Task description -
Quote the whole listing word for word, please.

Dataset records
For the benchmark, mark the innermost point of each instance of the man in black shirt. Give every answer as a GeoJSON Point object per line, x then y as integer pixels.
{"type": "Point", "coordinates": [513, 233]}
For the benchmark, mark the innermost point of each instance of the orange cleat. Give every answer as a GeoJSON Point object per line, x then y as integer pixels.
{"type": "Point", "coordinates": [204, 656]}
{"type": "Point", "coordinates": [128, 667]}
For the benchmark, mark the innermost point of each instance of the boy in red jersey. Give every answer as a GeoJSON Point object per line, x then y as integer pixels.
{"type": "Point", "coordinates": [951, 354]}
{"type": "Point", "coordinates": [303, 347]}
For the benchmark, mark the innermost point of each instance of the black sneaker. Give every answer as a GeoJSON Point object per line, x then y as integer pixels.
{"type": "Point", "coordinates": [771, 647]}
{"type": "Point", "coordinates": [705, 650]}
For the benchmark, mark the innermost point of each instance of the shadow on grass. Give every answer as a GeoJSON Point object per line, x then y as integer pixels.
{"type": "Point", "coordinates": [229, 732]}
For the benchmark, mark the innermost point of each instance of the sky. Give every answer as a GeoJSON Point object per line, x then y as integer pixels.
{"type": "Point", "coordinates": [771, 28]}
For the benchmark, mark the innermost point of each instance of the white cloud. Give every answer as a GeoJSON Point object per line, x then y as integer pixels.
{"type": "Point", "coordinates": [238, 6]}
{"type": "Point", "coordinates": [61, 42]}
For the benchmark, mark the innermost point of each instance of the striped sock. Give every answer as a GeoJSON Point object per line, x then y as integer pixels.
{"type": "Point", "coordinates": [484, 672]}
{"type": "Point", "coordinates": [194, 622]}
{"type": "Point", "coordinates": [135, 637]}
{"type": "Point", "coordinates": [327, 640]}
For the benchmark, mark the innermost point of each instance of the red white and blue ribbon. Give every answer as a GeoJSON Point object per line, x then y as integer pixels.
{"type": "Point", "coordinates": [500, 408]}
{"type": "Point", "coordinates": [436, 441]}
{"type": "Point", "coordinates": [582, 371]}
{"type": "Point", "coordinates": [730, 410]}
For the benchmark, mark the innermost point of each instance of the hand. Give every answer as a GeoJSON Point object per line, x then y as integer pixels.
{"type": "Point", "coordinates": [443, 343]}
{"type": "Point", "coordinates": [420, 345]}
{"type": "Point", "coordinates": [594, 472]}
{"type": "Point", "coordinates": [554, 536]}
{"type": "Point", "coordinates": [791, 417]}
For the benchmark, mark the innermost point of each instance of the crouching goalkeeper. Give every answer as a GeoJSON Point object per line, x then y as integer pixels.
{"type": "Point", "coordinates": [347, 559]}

Solution for this task -
For the benchmark, mark the innermost point of each instance of the man in black shirt. Give every answer as a GeoJSON Point object per line, x then y as integer pixels.
{"type": "Point", "coordinates": [513, 233]}
For the benchmark, mark the innermost point of each instance of the orange cleat. Give every answer as a GeoJSON Point object per line, x then y as integer pixels.
{"type": "Point", "coordinates": [204, 656]}
{"type": "Point", "coordinates": [128, 667]}
For the benchmark, mark the innermost point of each instance of the boy in red jersey. Give every answer as a GeoJSON Point object per line, x then y as integer pixels.
{"type": "Point", "coordinates": [951, 354]}
{"type": "Point", "coordinates": [303, 347]}
For the benchmark, mark the innermost point of each instance of the black sneaker. Give every answer as a GeoJSON Point object per line, x then y as integer pixels.
{"type": "Point", "coordinates": [771, 647]}
{"type": "Point", "coordinates": [705, 650]}
For the benchmark, mark the innermost point of each instance of the shadow on grass. Give every answer as a GeoJSON Point object per line, x then y as integer pixels.
{"type": "Point", "coordinates": [229, 732]}
For the benchmark, mark the innermost point of each instance of the sky. Give every answer as a GeoJSON Point object per line, x then y as integer pixels.
{"type": "Point", "coordinates": [771, 28]}
For the benchmark, mark the innermost point of each instance of the white cloud. Give every answer as a GeoJSON Point object per line, x then y as integer pixels.
{"type": "Point", "coordinates": [238, 6]}
{"type": "Point", "coordinates": [61, 42]}
For the benchmark, mark the innermost point of each instance of the striped sock. Give every answer as a GeoJSON Point object per line, x then y as integer pixels.
{"type": "Point", "coordinates": [484, 672]}
{"type": "Point", "coordinates": [194, 622]}
{"type": "Point", "coordinates": [135, 637]}
{"type": "Point", "coordinates": [327, 640]}
For the benchmark, mark the innermost point of each instance of the red white and blue ribbon. Give every answer as a GeoJSON Point object per line, x then y as integer pixels.
{"type": "Point", "coordinates": [500, 408]}
{"type": "Point", "coordinates": [436, 441]}
{"type": "Point", "coordinates": [582, 371]}
{"type": "Point", "coordinates": [730, 410]}
For the benchmark, mark the innermost point of each instance of the hand. Give every answer as a GeoJSON Point object per line, x then y as integer pixels.
{"type": "Point", "coordinates": [443, 343]}
{"type": "Point", "coordinates": [420, 345]}
{"type": "Point", "coordinates": [594, 472]}
{"type": "Point", "coordinates": [554, 536]}
{"type": "Point", "coordinates": [791, 417]}
For the benchmark, mark the innermost point of each instance of the crouching goalkeeper. Give every answer as a GeoJSON Point object per line, x then y as integer pixels.
{"type": "Point", "coordinates": [347, 559]}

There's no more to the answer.